## Exercise set
(A) According to the text on urinary tract infection pathogenesis, which route of infection is most common in children?
(B) Extend the text on how urinary tract infections develop, picking up right after its final sentence.

Pathogenesis of urinary tract infections

Routes of urinary tract infection

Three routes of infection are discussed for urinary tract infection: ascending (or urinogenous), hematogenous, and lymphogenous.

The urinogenic (or ascending) route of infection is most common in children. The ascending route of infection is facilitated by colonization of the vaginal vestibule, periurethral area, preputial sac and distal parts of the urethra with uropathogenic microorganisms. Normally, colonization of uropathogenic flora in girls is prevented by normal vaginal microflora, represented mainly by lactobacilli producing lactic acid (reduce vaginal pH) and hydrogen peroxide, which creates an unfavorable environment for the growth of uropathogenic microbes. Violation of the vaginal microflora may be associated with estrogen deficiency, decreased local secretion of IgA. With recurrent urinary tract infection, the level of secretory IgA decreases sharply, and the secretion of lysozyme is disrupted. In newborns, the concentration of secretory IgA in urine is extremely low, which serves as a risk factor for the development of urinary tract infection in the neonatal period.

Penetration of microbes from the periurethral area into the urethra is normally hampered by the urine flow. Accordingly, the more frequent and abundant the urination, the lower the risk of ascending urinary tract infection. A shorter urethra in girls and turbulence of the urine flow during urination facilitate the penetration of bacteria into the bladder and are among the main reasons for the higher frequency of urinary tract infections in girls. Along with urination and local immunity disorders, early sexual activity can facilitate the penetration of microorganisms into the urethra. During sexual intercourse, the external opening of the urethra is subject to mechanical action, facilitating the penetration of uropathogenic microbes that colonize the vaginal area.

In countries where circumcision is traditional, the incidence of urinary tract infections in boys is very low.

The hematogenous route of infection is most likely in bacterial infections, sepsis, and apostematous nephritis. The presence of the lymphogenous route of infection is controversial. There is a hypothesis about the lymphogenous migration of microorganisms associated with the process of their translocation from the intestine to the mesenteric lymph nodes and bloodstream.

Development of infection in the bladder

Penetration of uropathogenic bacteria into the urinary bladder is not always accompanied by the development of an inflammatory process. Although urine is a good nutrient medium, in healthy children the urinary tract is sterile except for the distal part of the urethra. Along with the mechanical washing out of microbes by the urine flow, there are a number of protective factors that ensure the safety of the bladder mucosa. The cellular layer of the transitional epithelium is covered with a film of mucopolysaccharide (glycosaminoglycan with hydrophilic properties). The glycosaminoglycan layer prevents contact of bacteria with the uroepithelium, complicates their adhesion. Exogenous mechanical and chemical effects destroy the mucopolysaccharide layer. However, within 24 hours this layer is able to recover, maintaining its protective effect.

## Data under study
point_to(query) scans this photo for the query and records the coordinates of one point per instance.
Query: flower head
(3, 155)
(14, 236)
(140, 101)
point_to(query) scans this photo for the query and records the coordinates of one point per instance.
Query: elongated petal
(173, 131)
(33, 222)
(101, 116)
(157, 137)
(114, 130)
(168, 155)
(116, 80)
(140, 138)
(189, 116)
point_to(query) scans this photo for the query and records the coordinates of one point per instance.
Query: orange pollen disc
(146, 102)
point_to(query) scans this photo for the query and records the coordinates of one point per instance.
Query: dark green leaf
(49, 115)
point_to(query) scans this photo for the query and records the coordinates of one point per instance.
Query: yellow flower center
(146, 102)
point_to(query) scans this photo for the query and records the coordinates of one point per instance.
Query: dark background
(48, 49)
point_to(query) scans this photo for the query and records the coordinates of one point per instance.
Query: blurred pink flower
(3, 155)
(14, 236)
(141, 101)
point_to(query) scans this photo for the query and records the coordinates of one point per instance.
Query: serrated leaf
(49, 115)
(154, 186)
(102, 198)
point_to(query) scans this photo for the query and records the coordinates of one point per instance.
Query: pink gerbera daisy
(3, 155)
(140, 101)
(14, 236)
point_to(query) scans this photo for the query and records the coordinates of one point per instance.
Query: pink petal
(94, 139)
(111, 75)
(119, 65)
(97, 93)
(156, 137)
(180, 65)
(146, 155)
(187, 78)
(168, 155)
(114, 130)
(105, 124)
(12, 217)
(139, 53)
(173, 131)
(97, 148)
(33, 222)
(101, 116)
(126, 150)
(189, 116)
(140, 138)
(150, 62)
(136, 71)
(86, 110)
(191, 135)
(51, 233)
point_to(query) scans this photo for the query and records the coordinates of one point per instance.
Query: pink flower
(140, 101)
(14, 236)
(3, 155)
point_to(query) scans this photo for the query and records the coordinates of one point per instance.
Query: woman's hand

## Answers provided
(A) The urinogenic, or ascending, route.

(B)
Normally, bacteria in the bladder are destroyed within 15 minutes. Local protection of the organ is sharply reduced if the amount of residual urine increases. It is known that the concentration of bacteria in the bladder decreases several times with frequent emptying, which is one of the ways to prevent urinary tract infections. However, in young children (up to 4-5 years old), a physiological inability to completely empty the bladder is noted. Incomplete emptying of the bladder is often observed against the background of chronic constipation.

The antimicrobial properties of urine are due to its high osmolarity, low pH, high content of urea and organic acids. These properties are significantly less pronounced in infants, which contributes to increased susceptibility to urinary tract infections. Uromucoids (e.g., Tamm-Horsfatt protein) and oligosaccharides contained in normal urine prevent adhesion of mannose-sensitive strains of E. coli to the uroepithelium.

Microorganisms can penetrate into the bladder, bypassing the urethra, in the presence of developmental defects (for example, vesicovaginal and vesicointestinal fistulas).

Development of infection in the ureters and renal parenchyma

Normally, the penetration of bacteria into the ureters and their ascent to the renal pelvis is prevented by the closure of the ureteral orifices and their distally directed peristalsis. Violation of these factors and any other variants of disorders of normal urodynamics leading to dilation of the ureters facilitate the ascending transport of microorganisms.

The development of infection in the renal parenchyma is accompanied by the synthesis of antibacterial antibodies directed against O- and K-antigens and P-fimbriae of E. coli. The concentration of antibodies in the blood serum is directly related to the severity of inflammation and the formation of foci of renal parenchyma shrinkage. Along with the synthesis of antibodies, phagocytosis is activated. As a result of intravascular aggregation of granulocytes and edema, local ischemia may develop, leading to the formation of sclerosis. An increase in the concentration of IgG and IgA stimulates the formation of complement, which in turn enhances the activity of inflammatory mediators. Local inflammation in the renal parenchyma prevents the spread of infection from the site of its development. In the lumen of the renal tubules, lysozyme and superoxidase are released under the influence of inflammation, leading to the formation of oxygen radicals that are toxic not only for bacteria, but also for tubular cells.

The renal papillae and medulla are most susceptible to the microbial inflammatory process. This is explained by the lower intensity of blood flow, lower pH, higher osmolarity and higher concentration of ammonium compared to the cortex. The listed factors create favorable conditions for bacterial growth and suppress leukocyte chemotaxis.

It is known that in newborns, who are not capable of full immune responses, the infectious process in the renal parenchyma tends to generalize with a septic nature of the course; low values of renal blood flow in this age group predispose to the development of renal shrinkage.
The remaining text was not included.